-- BEGIN --

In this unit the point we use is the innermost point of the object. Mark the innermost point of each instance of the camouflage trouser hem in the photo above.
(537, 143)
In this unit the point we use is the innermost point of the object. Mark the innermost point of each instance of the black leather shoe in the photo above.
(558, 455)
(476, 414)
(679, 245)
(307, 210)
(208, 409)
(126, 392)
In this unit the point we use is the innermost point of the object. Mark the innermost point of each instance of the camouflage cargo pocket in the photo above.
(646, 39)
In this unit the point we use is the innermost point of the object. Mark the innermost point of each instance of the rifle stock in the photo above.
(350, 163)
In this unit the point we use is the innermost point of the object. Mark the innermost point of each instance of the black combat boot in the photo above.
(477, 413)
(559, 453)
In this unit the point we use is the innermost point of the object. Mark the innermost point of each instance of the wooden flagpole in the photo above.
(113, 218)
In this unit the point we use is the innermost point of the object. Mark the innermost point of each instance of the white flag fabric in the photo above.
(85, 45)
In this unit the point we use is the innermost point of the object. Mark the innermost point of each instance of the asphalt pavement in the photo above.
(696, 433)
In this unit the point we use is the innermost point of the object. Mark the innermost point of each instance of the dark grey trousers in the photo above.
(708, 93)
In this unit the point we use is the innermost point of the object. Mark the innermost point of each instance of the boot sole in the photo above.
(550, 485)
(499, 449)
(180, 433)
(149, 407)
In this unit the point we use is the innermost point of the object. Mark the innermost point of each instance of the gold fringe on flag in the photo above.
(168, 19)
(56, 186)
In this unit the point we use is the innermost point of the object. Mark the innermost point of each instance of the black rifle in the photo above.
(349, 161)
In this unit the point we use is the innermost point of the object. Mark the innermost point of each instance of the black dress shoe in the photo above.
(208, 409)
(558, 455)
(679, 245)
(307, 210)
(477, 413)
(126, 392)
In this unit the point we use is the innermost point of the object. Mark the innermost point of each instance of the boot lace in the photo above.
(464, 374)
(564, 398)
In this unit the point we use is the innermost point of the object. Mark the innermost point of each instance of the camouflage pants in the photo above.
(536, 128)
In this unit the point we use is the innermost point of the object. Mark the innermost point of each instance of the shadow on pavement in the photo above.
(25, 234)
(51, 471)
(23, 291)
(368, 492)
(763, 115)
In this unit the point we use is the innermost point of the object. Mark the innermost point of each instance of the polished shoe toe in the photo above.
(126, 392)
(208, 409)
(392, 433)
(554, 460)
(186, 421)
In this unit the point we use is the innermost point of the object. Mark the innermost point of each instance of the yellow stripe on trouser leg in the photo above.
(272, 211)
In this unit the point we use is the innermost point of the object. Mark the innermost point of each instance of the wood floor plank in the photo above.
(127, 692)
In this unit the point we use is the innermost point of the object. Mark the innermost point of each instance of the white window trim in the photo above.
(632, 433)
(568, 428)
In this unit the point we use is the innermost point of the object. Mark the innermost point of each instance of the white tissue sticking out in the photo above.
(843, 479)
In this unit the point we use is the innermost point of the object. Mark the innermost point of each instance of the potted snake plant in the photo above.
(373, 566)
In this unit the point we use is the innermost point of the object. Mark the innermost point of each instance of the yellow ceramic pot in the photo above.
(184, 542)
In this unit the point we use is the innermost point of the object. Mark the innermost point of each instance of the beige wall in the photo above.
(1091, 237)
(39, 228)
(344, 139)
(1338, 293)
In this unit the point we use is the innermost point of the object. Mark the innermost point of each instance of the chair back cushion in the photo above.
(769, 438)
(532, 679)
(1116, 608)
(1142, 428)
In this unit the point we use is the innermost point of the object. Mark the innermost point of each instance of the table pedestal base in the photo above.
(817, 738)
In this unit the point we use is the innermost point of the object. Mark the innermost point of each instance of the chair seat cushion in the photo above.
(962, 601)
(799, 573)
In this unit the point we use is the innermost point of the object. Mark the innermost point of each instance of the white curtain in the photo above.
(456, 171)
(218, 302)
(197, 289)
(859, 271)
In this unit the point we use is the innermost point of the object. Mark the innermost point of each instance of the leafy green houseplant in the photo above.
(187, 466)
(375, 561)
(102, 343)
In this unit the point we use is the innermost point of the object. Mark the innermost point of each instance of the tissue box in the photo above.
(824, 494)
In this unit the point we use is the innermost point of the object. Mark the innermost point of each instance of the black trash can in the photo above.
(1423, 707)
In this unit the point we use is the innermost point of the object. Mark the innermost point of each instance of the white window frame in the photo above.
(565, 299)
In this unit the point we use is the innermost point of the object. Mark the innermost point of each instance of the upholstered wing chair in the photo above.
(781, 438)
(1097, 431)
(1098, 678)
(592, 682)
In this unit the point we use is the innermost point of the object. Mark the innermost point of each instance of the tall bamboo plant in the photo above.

-- END --

TASK DETAILS » Return the listing above word for word.

TASK SOLUTION »
In this unit the point we use is the innermost point of the object. Mark the innermost point of each instance of the camouflage trouser hem in the photo above.
(537, 143)
In this unit the point we use is the innermost point of the object. Mark the innermost point of each instance of the black leather shoe in the photo above.
(558, 455)
(476, 414)
(679, 245)
(307, 210)
(208, 409)
(126, 392)
In this unit the point we use is the innermost point of the object. Mark the innermost point of each instance of the camouflage cargo pocket in the photo above.
(646, 39)
In this unit the point we use is the innermost point of the object. Mark the innermost point of each instance of the rifle stock in the photo above.
(350, 163)
In this unit the point we use is the innermost point of the object. Mark the innermost point of each instance of the black combat boot in the photo above.
(477, 413)
(559, 453)
In this unit the point we use is the innermost point of the object. Mark the innermost point of each instance of the wooden flagpole in the photo above.
(113, 218)
In this unit the point we use is the innermost point of the object. Mark the innermost point of each instance of the white flag fabric in the photo above.
(85, 45)
In this unit the point we use is the innermost point of the object. Mark the innermost point of each instance of the asphalt pavement in the photo above.
(696, 433)
In this unit the point we use is the innermost point of the object. Mark the innermost point of each instance of the dark grey trousers in the photo above.
(708, 93)
In this unit the point we use is the innermost point of the object. Mark the innermost point of each instance of the boot sole in the photo above.
(550, 485)
(499, 449)
(180, 433)
(149, 407)
In this unit the point we use is the innermost point of the object. Mark the innermost point of each instance of the gold fringe on flag in the photo above.
(168, 19)
(56, 186)
In this unit the point we use is the innermost point of the object. Mark the innermost point of each instance of the black rifle in the photo above.
(349, 161)
In this unit the point we use is the innermost point of the object. Mark the innermost point of each instance of the black dress shoe in the photo above.
(208, 409)
(558, 455)
(679, 245)
(307, 210)
(477, 413)
(126, 392)
In this unit the point we use is the innermost point of the object. Mark the innermost point of each instance of the boot lace in the photo above.
(464, 374)
(564, 398)
In this unit the point we use is the innermost point of the object. Mark the innermost point of each instance of the camouflage pants in the photo above.
(536, 128)
In this unit the point we use is the innermost point of the object. Mark the innermost point of each instance of the shadow on pavement in the photo above.
(25, 234)
(51, 471)
(23, 291)
(368, 492)
(763, 115)
In this unit the point we use is the innermost point of the object. Mark the innermost point of each instance of the polished shoe toe in the photo above.
(126, 392)
(208, 409)
(392, 433)
(554, 460)
(186, 421)
In this unit the point we use is the innermost point of the object. Mark the innermost point of each instance of the yellow stripe on trouser leg in the photo above.
(272, 211)
In this unit the point we use is the innermost point of the object. Mark the innermost point of each instance of the wood floor plank in the photo above.
(127, 692)
In this unit the point we use is the innermost point of the object. Mark the innermost point of each instance of the white window trim in the photo above.
(632, 433)
(568, 428)
In this unit the point we use is the innermost point of the object. Mark the innermost point of each instance of the white tissue sticking out in the photo above.
(843, 479)
In this unit the point we use is the innermost point of the object. Mark the innermost point of each instance of the potted snake plant in the photo above.
(373, 566)
In this unit the point we use is the innermost point of the object. Mark the innermost point of each instance of the yellow ceramic pot in the photo above.
(184, 542)
In this unit the point we use is the innermost point of the object. Mark the innermost point of each instance of the beige wall in the photo above.
(1091, 237)
(39, 228)
(344, 139)
(1338, 293)
In this unit the point we use is the innermost point of the object. Mark the innermost point of each instance of the chair back cushion in the photo above.
(769, 438)
(532, 679)
(1116, 608)
(1142, 428)
In this unit the point we use is the innermost point of the object. Mark the innermost point of each instance of the table pedestal base in the photo above.
(817, 738)
In this unit the point we use is the innermost point of the object. Mark the innermost point of each instance of the chair seat cushion in the photo above.
(962, 601)
(799, 573)
In this unit the point we use is the innermost point of the object. Mark the innermost point of each instance of the white curtain in the photo above.
(456, 171)
(218, 302)
(197, 289)
(859, 271)
In this unit the point we use is the innermost point of the object. Mark the innermost point of each instance of the leafy green houseplant in the photo above.
(187, 466)
(375, 561)
(102, 343)
In this unit the point we use is the innermost point of the object. Mark the innermost point of each instance of the tissue box in the photo above.
(824, 494)
In this unit the point we use is the innermost point of the object. Mark the innermost point of each instance of the black trash can in the photo above.
(1423, 707)
In this unit the point we use is the innermost point of the object. Mark the innermost point of each instance of the white window frame in the photo above.
(565, 299)
In this unit the point we use is the innermost point of the object. Mark the innermost point of each instance of the upholstered wing chair in the photo above.
(781, 438)
(1097, 431)
(1098, 678)
(592, 682)
In this unit the point we use is the innermost point of the object. Mark the innermost point of each instance of the tall bamboo plant in the photo above.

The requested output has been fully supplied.